** begin Records for this task **

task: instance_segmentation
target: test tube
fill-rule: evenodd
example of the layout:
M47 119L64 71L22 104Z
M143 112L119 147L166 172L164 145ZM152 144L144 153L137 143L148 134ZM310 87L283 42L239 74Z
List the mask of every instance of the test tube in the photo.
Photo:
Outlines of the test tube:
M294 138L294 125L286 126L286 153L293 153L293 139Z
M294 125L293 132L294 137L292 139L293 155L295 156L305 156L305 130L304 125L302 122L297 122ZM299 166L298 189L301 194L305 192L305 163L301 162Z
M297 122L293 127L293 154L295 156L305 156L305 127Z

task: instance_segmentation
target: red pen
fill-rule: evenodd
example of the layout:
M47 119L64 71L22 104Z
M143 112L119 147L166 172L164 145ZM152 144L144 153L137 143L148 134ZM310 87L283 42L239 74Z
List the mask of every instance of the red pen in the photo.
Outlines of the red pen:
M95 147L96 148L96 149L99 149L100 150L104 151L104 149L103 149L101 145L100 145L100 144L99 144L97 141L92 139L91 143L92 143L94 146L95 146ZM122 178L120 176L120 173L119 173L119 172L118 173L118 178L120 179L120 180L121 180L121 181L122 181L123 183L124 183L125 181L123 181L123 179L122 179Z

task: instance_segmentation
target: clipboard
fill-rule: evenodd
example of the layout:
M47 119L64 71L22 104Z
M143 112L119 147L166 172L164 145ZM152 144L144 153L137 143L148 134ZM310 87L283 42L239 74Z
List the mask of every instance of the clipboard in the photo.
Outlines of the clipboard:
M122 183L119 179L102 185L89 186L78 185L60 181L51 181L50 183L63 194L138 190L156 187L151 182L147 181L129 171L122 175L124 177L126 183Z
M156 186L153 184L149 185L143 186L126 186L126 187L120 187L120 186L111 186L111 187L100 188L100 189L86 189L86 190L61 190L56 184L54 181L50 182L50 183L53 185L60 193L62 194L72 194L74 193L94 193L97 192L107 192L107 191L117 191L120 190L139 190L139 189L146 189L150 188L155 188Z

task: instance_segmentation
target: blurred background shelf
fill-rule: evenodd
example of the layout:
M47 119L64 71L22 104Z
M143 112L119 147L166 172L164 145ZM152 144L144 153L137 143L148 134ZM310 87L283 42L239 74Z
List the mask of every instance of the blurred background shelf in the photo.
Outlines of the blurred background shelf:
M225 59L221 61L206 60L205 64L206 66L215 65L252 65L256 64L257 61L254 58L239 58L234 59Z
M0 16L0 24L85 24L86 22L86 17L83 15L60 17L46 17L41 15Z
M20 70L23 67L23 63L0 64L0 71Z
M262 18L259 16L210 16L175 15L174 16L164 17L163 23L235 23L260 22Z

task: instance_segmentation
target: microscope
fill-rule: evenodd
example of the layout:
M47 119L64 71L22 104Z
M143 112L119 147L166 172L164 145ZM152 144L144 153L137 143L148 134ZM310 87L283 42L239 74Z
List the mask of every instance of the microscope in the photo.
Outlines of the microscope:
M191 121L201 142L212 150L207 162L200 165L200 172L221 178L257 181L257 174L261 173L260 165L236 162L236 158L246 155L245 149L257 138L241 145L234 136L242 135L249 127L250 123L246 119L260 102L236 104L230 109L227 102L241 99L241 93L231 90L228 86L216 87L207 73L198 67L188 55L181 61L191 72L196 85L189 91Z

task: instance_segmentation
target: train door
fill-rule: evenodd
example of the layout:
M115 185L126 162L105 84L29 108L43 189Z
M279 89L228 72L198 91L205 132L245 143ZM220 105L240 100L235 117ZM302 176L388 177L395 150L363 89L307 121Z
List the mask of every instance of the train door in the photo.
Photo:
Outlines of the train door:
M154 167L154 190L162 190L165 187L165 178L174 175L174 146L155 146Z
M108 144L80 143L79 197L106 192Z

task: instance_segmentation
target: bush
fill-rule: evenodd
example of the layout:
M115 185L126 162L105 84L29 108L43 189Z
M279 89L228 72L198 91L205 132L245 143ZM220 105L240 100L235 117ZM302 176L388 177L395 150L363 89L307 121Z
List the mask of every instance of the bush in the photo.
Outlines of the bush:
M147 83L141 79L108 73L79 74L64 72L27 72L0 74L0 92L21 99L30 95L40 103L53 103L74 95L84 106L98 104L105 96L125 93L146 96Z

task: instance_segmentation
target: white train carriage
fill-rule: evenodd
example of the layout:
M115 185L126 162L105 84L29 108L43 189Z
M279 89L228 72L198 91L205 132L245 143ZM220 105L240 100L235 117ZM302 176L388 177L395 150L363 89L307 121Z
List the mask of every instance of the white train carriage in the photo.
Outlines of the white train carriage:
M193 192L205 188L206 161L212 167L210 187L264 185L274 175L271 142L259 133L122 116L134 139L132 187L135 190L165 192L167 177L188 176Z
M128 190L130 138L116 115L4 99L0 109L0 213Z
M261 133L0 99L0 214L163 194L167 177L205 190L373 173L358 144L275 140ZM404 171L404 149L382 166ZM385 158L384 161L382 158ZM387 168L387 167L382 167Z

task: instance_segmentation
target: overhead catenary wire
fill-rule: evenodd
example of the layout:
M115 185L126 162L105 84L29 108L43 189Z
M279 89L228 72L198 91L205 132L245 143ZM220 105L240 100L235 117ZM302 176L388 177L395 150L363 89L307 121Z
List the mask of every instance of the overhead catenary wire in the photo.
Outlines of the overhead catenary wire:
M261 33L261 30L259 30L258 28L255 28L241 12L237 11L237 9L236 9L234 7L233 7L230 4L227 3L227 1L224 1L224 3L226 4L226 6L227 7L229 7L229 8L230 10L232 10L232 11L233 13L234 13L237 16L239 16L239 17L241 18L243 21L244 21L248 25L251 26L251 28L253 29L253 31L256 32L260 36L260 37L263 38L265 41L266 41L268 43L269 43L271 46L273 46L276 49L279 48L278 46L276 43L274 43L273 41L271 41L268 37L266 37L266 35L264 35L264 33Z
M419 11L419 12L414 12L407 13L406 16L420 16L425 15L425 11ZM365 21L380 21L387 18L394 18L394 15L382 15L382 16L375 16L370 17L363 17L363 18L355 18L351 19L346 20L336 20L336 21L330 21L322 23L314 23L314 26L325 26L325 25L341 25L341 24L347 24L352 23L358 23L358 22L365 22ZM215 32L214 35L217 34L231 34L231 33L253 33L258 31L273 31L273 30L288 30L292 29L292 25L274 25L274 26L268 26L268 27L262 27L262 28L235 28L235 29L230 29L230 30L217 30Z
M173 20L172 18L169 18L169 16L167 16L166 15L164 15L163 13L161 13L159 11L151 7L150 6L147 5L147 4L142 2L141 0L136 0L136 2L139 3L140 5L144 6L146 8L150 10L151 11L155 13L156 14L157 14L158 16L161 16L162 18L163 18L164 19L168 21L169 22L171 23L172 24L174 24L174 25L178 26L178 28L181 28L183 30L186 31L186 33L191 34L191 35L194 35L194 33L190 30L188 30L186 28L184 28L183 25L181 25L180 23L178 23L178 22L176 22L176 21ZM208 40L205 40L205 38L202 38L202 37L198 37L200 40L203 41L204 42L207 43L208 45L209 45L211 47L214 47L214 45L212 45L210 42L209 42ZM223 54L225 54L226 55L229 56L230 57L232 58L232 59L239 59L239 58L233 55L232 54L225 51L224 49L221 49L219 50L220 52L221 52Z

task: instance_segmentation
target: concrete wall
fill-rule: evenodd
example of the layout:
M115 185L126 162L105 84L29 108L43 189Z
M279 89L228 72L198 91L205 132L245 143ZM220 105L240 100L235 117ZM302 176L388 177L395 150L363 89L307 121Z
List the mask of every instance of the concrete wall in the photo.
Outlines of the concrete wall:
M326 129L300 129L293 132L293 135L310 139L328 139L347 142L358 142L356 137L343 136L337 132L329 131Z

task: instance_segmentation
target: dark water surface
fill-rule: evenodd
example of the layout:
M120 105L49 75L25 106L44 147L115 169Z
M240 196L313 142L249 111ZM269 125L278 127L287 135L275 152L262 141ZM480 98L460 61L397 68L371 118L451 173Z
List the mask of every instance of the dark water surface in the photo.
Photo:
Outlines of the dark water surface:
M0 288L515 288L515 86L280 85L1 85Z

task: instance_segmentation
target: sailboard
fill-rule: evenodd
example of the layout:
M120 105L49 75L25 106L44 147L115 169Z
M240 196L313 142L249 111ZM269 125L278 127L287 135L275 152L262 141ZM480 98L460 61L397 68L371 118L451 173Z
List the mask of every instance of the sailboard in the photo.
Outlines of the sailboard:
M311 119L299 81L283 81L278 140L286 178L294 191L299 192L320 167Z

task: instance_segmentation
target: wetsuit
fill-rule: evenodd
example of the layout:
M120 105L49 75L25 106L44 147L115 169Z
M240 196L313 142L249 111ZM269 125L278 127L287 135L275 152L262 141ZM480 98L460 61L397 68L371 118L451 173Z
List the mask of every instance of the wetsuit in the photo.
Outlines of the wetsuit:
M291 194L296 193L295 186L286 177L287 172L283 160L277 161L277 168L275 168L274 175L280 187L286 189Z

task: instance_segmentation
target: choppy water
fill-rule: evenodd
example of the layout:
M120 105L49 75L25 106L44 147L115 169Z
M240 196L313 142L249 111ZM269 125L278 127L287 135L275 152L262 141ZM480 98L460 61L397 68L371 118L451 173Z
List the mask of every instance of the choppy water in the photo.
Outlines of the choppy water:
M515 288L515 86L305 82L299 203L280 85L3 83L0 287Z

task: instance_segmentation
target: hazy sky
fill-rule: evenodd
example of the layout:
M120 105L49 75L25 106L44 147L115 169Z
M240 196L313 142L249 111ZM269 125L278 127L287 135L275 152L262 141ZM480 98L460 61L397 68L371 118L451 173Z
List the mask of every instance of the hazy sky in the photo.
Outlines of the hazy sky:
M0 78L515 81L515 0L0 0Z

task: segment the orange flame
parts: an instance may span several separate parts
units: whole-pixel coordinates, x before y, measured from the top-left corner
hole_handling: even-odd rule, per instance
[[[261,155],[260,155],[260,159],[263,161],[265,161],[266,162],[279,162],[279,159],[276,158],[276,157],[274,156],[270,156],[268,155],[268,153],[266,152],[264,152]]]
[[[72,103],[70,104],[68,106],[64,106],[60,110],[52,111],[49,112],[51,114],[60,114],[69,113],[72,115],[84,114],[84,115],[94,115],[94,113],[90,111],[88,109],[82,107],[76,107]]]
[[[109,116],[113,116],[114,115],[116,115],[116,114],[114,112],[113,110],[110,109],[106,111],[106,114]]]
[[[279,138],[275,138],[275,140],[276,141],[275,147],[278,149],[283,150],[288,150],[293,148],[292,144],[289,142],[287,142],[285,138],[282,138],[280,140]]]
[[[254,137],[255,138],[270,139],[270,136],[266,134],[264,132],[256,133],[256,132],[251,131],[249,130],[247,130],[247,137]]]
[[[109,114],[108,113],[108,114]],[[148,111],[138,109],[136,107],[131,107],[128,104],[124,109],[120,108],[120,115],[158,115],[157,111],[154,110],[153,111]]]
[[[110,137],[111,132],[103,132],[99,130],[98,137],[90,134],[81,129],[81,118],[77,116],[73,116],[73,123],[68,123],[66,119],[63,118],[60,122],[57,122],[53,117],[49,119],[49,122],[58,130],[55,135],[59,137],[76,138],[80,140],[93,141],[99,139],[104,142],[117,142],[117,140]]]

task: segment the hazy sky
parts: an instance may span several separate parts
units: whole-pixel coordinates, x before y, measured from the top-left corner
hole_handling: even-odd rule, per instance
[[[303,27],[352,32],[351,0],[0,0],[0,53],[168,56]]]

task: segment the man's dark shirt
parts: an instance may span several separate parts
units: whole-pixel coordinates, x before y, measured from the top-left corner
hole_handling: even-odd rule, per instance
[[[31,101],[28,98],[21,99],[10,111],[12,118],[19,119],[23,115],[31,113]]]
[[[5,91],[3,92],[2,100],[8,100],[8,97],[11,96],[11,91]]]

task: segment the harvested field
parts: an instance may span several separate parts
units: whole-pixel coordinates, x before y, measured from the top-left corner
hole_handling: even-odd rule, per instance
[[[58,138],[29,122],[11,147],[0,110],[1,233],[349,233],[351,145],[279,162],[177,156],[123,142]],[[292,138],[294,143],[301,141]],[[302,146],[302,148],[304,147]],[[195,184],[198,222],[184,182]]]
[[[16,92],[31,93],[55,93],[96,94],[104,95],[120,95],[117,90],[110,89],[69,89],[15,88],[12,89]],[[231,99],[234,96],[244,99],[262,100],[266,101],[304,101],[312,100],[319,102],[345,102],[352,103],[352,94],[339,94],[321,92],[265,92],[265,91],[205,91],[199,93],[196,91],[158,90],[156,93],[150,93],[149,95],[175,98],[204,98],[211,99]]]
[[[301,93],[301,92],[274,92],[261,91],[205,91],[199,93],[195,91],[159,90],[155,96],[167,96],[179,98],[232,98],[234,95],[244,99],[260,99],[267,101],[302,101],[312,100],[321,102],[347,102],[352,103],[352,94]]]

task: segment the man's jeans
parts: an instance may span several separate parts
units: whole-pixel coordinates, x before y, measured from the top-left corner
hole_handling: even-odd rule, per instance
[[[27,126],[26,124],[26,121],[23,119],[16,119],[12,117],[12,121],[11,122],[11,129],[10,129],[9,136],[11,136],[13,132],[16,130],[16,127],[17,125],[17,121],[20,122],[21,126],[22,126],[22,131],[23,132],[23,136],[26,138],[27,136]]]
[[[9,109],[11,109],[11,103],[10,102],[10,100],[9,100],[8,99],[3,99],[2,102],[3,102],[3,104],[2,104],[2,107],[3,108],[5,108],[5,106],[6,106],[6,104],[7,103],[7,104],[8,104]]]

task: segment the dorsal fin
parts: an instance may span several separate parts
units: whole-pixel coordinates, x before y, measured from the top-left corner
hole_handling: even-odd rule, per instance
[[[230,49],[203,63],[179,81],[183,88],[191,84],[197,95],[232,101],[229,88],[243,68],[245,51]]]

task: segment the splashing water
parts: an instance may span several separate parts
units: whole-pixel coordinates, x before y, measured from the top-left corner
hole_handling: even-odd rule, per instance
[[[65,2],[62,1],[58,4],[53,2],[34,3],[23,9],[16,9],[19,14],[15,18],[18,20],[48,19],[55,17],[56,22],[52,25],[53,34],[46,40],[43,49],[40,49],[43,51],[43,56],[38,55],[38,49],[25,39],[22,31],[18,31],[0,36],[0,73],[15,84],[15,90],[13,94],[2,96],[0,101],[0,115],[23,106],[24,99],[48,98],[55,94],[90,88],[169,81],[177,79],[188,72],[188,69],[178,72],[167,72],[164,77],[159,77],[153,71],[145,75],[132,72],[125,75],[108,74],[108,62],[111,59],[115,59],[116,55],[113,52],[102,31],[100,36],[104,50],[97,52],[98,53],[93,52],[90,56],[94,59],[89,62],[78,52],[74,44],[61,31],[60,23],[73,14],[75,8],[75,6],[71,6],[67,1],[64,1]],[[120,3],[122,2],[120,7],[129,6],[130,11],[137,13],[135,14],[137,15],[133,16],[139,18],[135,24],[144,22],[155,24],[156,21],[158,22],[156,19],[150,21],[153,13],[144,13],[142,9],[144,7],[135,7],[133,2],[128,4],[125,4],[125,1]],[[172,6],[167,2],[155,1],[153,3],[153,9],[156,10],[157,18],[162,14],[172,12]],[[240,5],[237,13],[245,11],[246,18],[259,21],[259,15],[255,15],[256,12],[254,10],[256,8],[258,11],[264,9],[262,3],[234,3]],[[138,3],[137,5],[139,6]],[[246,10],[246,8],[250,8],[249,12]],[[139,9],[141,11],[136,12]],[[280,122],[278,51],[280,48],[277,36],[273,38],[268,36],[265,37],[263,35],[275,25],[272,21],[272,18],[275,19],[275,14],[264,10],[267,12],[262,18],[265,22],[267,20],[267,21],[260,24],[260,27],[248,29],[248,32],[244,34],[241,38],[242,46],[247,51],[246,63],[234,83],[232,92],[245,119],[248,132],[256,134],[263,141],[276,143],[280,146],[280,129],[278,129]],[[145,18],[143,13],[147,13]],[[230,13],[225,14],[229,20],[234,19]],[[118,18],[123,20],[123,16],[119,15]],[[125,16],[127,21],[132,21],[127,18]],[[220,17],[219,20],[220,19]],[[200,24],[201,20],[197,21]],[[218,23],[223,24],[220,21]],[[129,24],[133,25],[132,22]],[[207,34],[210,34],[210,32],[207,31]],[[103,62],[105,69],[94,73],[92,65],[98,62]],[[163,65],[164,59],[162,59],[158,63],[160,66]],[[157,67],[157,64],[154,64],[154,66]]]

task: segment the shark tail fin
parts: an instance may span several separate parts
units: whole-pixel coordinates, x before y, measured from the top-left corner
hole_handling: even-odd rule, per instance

** end Records for this task **

Exercise objective. Reproduce everything from the start of the entries down to the line containing "M297 122L293 127L293", both ends included, without changing a character.

Response for this exercise.
task: instance_segmentation
target: test tube
fill-rule: evenodd
example of the layout:
M47 119L64 71L22 104Z
M143 112L119 147L166 172L164 145ZM152 144L144 153L137 143L148 134ZM310 87L283 42L239 74Z
List the mask of every instance of the test tube in the photo.
Photo:
Outlines of the test tube:
M294 138L294 125L286 126L286 153L293 153L293 139Z
M294 125L293 132L294 137L292 139L293 155L295 156L305 156L305 130L304 125L302 122L297 122ZM299 166L298 189L301 194L305 192L305 163L301 162Z
M297 122L293 127L293 154L295 156L305 156L305 127Z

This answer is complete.